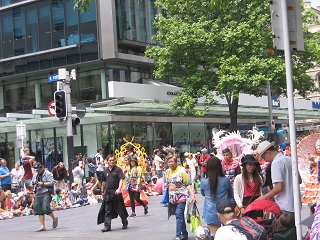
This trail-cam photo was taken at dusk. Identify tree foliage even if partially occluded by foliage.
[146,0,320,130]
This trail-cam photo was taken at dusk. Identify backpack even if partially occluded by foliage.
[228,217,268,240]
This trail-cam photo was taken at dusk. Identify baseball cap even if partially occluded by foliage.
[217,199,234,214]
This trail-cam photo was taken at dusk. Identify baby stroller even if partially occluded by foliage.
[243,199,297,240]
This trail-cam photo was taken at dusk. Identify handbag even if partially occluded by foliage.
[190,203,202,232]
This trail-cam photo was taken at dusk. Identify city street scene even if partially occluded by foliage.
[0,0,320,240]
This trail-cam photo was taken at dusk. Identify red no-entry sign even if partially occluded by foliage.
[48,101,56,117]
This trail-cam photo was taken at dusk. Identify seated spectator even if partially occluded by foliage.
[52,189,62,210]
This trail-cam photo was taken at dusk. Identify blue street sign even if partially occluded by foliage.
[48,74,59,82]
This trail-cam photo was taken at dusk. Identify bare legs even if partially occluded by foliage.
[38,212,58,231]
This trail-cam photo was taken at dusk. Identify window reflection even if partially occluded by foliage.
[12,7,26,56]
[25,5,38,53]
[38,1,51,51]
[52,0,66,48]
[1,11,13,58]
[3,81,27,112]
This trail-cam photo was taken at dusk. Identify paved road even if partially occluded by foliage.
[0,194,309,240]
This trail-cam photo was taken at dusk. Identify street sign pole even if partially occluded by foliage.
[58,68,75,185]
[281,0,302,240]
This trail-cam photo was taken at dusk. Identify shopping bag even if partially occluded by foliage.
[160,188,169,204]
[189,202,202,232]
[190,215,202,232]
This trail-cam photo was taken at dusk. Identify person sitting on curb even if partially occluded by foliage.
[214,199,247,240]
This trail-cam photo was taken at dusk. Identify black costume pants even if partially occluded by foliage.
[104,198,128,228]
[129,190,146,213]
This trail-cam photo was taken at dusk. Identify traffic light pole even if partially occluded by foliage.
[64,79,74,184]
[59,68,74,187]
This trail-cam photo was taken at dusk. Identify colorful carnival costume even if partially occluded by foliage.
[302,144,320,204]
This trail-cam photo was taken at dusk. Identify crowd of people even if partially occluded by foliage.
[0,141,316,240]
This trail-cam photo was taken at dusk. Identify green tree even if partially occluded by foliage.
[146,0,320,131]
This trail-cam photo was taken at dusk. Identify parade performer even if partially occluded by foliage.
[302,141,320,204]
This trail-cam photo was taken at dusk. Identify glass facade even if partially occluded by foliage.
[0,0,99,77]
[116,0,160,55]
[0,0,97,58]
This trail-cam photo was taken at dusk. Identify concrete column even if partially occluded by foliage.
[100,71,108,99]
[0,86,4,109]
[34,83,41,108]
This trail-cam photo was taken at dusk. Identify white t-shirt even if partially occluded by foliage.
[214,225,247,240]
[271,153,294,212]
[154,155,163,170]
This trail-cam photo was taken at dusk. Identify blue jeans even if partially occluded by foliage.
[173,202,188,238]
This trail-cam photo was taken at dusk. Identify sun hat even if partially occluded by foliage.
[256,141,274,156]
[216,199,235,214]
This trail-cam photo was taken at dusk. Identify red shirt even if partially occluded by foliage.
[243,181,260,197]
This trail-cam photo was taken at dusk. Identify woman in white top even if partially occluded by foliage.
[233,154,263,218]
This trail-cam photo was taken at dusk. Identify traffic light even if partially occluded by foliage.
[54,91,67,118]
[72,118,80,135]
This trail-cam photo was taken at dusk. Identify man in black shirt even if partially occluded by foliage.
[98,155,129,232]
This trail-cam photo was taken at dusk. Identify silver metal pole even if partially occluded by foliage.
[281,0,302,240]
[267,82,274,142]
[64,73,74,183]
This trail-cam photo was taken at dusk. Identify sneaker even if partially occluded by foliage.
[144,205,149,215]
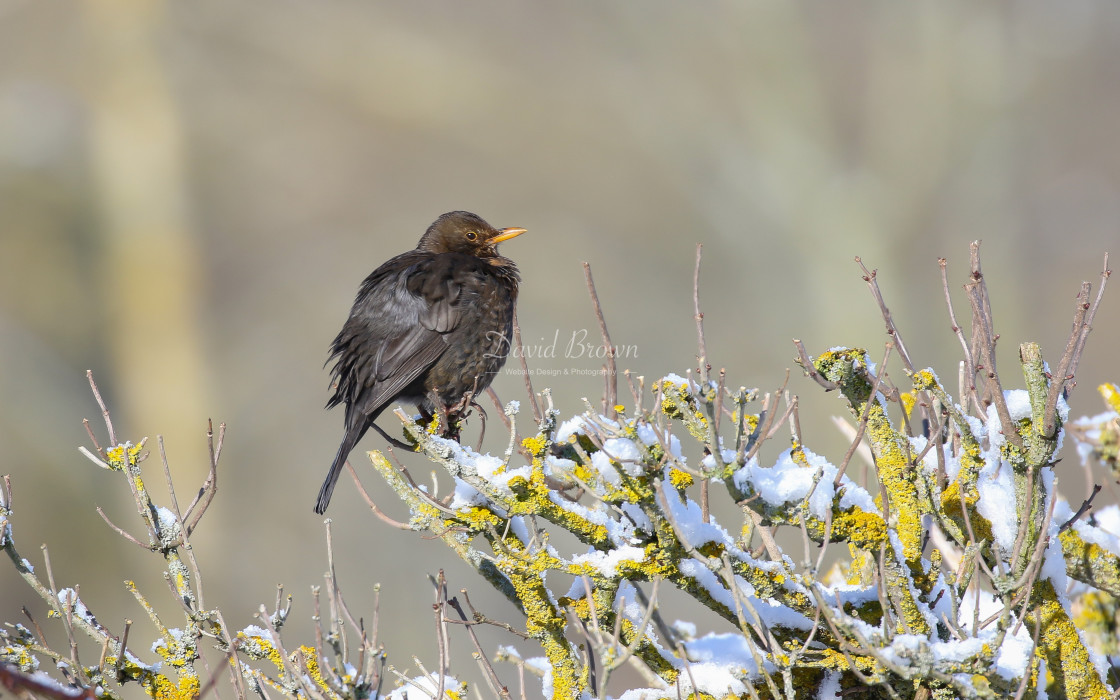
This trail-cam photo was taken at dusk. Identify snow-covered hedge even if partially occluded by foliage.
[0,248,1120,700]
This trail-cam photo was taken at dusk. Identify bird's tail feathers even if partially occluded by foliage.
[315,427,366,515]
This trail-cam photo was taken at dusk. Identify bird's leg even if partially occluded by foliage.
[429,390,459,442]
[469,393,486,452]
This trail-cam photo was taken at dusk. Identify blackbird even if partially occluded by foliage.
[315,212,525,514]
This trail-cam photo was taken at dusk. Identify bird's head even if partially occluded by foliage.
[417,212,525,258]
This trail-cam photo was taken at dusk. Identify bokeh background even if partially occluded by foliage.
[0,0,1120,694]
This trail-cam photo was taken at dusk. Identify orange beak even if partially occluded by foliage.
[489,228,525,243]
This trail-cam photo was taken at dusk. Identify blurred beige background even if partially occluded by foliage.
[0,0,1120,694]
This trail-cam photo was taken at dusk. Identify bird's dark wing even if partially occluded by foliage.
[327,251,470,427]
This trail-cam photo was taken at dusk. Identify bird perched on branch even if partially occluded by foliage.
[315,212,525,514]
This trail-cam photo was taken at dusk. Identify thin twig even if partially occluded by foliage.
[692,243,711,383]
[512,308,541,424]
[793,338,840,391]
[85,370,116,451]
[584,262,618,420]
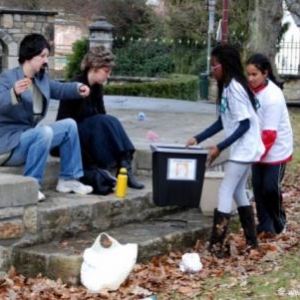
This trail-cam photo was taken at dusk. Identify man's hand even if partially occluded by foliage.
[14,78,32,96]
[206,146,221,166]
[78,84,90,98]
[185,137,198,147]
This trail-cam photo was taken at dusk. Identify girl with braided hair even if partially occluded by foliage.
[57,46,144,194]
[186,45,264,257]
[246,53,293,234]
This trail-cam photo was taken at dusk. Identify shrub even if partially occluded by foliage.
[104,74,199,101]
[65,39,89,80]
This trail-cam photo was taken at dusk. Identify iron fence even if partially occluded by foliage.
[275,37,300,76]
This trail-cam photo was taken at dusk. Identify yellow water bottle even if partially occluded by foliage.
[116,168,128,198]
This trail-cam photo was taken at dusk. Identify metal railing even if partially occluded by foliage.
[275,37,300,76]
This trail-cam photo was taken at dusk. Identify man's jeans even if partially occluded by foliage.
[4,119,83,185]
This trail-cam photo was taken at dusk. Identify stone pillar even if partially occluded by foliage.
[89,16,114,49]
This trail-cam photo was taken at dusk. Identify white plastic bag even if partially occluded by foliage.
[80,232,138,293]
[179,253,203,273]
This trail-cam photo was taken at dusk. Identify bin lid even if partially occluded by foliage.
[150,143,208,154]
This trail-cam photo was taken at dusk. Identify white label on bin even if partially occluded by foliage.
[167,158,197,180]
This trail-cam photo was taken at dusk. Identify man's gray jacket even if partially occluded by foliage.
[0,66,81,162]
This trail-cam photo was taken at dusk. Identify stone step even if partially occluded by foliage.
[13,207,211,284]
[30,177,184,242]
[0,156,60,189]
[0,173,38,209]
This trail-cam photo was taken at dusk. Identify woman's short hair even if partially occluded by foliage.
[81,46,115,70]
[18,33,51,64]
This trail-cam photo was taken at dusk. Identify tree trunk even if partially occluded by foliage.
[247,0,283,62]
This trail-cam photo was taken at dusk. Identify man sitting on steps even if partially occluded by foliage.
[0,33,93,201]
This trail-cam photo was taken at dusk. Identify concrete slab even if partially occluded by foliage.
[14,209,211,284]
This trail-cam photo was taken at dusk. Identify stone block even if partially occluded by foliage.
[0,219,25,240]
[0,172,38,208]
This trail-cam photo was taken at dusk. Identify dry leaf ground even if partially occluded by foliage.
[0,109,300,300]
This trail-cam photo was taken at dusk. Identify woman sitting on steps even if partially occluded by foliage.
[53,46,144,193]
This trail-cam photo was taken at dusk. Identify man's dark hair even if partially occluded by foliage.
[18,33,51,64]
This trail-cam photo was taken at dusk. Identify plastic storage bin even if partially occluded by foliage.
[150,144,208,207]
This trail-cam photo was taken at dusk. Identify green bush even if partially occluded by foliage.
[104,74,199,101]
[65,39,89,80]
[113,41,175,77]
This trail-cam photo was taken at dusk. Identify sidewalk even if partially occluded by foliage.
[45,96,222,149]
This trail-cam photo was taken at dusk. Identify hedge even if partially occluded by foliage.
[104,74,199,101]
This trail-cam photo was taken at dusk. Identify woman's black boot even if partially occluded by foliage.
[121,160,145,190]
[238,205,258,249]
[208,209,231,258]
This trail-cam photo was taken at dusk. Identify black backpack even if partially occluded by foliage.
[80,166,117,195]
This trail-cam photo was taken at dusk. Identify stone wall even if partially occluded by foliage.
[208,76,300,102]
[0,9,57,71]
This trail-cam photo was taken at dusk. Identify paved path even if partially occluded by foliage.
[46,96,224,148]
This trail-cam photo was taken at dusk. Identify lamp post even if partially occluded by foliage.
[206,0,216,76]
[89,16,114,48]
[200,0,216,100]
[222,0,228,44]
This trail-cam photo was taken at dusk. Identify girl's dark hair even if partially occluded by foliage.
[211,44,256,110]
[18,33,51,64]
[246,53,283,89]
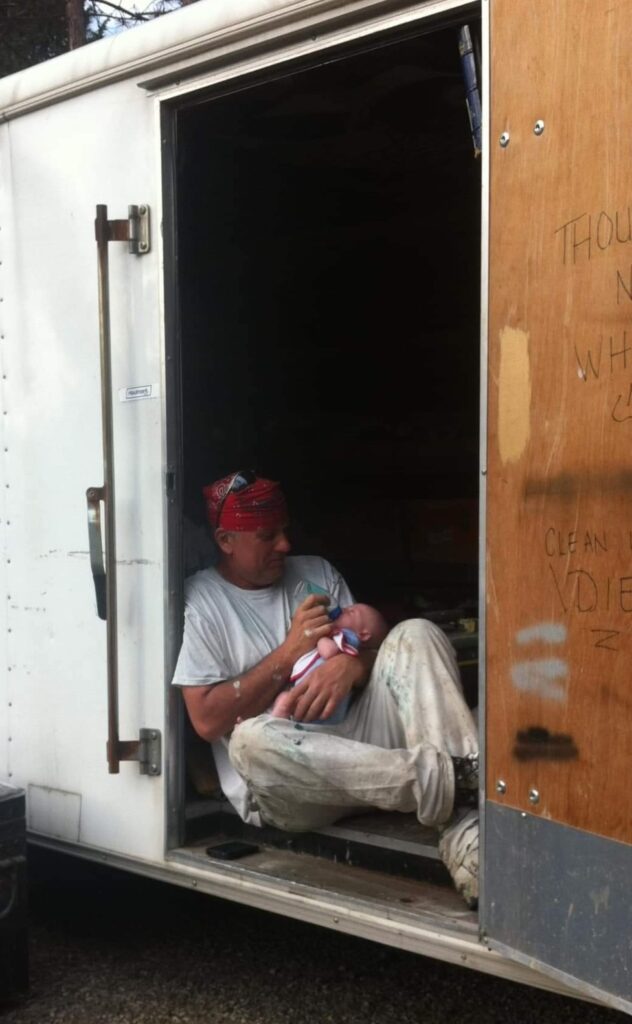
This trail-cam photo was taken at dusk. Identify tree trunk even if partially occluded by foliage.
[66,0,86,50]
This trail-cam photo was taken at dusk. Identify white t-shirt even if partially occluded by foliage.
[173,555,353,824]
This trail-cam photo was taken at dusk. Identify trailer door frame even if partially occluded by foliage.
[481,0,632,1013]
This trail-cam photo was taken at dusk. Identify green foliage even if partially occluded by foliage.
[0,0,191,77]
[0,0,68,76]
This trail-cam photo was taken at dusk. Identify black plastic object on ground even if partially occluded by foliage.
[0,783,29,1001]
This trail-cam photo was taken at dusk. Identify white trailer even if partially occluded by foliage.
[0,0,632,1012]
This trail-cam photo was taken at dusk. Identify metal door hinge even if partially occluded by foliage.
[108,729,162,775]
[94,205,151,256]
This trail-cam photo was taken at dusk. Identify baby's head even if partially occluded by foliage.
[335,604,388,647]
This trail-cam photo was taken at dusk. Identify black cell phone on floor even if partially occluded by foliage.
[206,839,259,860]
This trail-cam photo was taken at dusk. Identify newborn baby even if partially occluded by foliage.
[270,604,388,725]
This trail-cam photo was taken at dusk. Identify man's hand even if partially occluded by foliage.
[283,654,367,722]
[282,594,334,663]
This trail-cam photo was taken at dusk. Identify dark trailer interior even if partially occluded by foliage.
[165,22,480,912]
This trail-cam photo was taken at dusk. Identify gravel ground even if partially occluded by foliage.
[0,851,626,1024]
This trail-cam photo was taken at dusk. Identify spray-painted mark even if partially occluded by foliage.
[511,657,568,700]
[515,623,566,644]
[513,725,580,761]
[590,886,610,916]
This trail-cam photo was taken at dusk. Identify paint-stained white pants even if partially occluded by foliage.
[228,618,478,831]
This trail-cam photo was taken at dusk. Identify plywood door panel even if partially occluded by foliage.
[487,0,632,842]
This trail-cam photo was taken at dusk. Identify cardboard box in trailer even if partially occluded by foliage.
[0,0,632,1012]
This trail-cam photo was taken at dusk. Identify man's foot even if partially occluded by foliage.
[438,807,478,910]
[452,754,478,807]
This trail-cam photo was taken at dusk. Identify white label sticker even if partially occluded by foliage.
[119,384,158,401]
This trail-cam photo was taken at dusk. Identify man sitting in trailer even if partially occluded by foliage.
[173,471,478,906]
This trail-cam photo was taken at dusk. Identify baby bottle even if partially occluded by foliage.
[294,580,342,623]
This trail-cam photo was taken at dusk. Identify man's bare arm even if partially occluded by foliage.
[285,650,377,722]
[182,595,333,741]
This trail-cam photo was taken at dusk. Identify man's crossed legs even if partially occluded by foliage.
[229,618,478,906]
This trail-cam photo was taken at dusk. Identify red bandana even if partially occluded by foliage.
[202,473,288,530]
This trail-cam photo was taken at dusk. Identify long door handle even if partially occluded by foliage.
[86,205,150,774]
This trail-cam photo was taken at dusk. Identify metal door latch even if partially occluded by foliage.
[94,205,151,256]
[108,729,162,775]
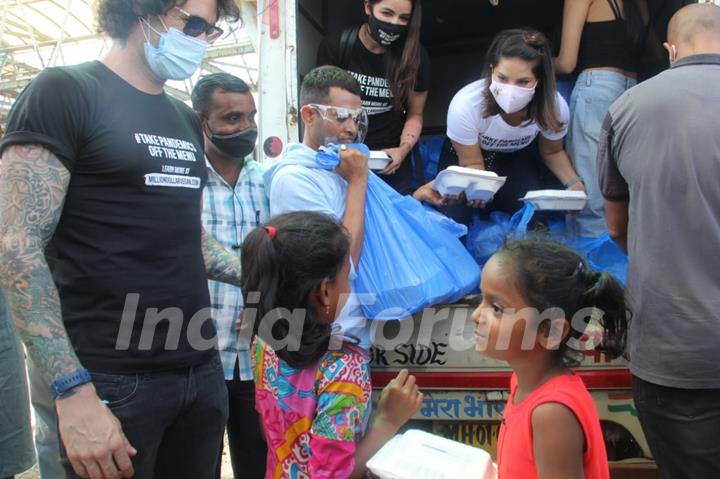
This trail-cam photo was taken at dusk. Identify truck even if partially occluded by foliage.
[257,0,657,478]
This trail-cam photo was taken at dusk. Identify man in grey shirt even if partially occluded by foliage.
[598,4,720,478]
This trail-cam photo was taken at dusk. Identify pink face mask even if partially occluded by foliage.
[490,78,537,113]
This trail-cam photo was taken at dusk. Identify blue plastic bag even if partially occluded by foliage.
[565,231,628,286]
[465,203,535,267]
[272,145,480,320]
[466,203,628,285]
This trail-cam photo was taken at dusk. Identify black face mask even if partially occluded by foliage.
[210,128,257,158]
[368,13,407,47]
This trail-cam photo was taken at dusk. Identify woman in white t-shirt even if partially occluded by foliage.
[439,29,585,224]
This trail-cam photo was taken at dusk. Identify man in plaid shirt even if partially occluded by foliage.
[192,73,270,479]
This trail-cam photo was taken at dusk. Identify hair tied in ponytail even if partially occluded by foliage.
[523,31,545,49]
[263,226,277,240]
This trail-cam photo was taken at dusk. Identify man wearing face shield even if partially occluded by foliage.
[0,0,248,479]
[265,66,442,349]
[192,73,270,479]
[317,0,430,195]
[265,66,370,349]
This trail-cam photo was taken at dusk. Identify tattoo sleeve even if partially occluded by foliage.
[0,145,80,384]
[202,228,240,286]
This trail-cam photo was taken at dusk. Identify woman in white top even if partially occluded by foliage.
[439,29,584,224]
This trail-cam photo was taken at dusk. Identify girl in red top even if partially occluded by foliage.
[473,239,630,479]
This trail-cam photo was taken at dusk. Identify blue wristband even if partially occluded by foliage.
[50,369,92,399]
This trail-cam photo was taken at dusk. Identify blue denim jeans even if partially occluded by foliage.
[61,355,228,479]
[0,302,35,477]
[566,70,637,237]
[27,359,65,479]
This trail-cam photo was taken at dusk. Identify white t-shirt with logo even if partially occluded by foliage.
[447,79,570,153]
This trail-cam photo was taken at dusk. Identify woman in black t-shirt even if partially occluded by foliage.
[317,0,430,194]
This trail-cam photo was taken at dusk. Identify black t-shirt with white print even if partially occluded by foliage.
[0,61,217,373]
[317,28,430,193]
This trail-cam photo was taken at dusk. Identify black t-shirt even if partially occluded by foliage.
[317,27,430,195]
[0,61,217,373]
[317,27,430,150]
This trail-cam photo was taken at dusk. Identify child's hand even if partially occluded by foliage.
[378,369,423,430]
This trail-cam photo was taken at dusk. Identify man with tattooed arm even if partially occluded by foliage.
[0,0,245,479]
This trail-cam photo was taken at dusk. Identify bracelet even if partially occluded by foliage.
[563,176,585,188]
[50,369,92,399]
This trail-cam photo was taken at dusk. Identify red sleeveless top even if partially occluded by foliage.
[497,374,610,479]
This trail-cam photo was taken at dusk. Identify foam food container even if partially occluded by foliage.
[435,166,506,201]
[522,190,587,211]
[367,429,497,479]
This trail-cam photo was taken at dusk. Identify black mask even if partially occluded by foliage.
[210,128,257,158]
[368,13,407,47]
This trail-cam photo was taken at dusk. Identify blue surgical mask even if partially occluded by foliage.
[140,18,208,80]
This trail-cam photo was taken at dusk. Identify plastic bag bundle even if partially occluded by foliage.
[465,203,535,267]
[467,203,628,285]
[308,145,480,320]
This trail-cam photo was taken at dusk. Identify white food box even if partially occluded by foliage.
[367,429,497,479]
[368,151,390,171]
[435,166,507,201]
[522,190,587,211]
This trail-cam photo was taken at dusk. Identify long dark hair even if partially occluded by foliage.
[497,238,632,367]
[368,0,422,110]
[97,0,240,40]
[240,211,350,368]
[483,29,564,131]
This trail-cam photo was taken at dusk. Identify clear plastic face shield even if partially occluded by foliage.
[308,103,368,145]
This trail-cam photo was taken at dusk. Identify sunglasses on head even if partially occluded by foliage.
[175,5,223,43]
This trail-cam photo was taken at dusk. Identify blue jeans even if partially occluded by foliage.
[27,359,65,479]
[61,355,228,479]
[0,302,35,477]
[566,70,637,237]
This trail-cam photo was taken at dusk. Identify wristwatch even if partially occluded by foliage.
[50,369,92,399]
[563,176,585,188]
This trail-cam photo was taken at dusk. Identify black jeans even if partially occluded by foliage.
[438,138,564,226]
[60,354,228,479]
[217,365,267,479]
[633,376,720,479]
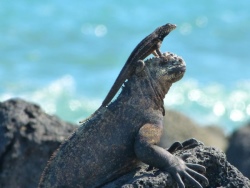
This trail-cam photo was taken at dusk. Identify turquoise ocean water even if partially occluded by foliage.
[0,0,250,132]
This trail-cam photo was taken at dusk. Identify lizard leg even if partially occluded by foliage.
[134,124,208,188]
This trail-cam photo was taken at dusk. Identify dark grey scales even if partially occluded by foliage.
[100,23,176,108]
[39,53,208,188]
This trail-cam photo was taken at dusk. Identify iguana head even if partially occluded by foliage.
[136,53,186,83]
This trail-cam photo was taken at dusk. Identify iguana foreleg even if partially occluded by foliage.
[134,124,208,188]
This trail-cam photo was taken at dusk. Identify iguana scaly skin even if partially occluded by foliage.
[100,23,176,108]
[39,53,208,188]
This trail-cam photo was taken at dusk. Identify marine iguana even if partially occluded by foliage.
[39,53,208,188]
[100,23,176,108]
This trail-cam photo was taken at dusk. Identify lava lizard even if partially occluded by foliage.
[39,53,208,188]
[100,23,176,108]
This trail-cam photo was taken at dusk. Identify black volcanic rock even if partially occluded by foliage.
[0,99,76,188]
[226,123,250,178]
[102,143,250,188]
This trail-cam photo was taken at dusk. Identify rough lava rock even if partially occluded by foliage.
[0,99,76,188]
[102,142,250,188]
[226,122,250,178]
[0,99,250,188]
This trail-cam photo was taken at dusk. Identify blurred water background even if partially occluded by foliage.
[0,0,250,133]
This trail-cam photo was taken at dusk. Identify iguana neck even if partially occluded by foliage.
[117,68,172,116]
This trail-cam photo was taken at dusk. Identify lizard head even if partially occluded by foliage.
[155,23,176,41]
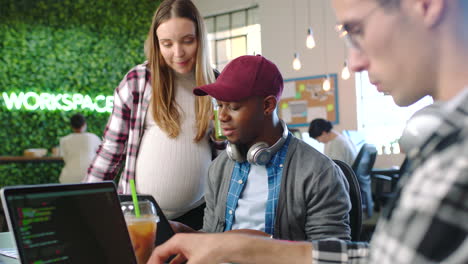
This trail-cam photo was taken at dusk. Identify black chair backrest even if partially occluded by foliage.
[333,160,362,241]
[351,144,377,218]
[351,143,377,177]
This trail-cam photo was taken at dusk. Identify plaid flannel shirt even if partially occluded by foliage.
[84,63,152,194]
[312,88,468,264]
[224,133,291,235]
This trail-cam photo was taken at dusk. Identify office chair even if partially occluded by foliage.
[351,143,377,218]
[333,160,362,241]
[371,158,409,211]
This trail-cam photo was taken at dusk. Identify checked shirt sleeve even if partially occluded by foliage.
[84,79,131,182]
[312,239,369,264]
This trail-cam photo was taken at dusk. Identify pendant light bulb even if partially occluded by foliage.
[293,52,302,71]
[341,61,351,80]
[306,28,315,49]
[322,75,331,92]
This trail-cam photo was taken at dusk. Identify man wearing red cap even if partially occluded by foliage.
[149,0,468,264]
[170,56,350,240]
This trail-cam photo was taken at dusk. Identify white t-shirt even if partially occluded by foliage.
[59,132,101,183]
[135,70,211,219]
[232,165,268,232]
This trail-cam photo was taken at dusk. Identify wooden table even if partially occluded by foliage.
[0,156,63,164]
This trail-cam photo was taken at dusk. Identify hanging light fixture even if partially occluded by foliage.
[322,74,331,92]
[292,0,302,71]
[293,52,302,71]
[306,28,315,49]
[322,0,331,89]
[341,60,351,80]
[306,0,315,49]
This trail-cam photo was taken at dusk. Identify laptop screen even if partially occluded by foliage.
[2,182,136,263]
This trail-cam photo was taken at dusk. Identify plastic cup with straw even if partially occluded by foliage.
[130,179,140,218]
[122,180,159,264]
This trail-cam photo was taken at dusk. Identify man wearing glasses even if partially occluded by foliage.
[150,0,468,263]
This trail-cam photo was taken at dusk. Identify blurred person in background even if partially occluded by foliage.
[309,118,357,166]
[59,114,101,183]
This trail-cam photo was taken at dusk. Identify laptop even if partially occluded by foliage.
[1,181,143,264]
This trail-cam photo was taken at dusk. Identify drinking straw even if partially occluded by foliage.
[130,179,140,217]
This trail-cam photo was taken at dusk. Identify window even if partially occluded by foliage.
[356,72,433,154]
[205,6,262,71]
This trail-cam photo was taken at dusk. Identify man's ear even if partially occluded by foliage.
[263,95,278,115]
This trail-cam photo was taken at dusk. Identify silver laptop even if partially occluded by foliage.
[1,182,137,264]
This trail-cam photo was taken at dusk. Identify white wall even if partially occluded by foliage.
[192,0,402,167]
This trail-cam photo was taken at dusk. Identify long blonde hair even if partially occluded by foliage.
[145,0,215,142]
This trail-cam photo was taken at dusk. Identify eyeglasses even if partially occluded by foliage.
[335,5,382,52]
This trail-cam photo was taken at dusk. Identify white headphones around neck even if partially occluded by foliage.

━━━━

Update the lines from the line with "This trail-cam photo was taken at dusk. Identify green foliage" to the line with "[282,594,334,663]" by replacing "metal door hinge" with "steel door hinge", and return only those lines with everything else unchanged.

§ Answer to this task:
This trail-cam photo was taken at dusk. Identify green foliage even if partially occluded by foliage.
[0,0,191,77]
[0,0,68,76]
This trail-cam photo was taken at dusk. Identify black plastic object on ground even if partially occluded by foliage.
[0,783,29,1001]
This trail-cam photo was taken at dusk. Identify white trailer even if partially occluded by foliage.
[0,0,632,1012]
This trail-cam photo was taken at dusk. Identify steel door hinge even if partially occluded by foliage.
[108,729,162,775]
[94,205,151,256]
This trail-cam photo was taken at dusk. Identify baby's head even if partially occluded by foliage.
[335,604,388,647]
This trail-cam photo was taken at dusk. Identify black cell phone on floor even if partially occluded by foliage.
[206,839,259,860]
This trail-cam photo was taken at dusk. Identify newborn baby even if partially occluded by foliage.
[270,604,388,725]
This trail-cam photo was taken at dusk. Identify man's hand even if partially occluded by foliage.
[283,654,367,722]
[282,594,334,663]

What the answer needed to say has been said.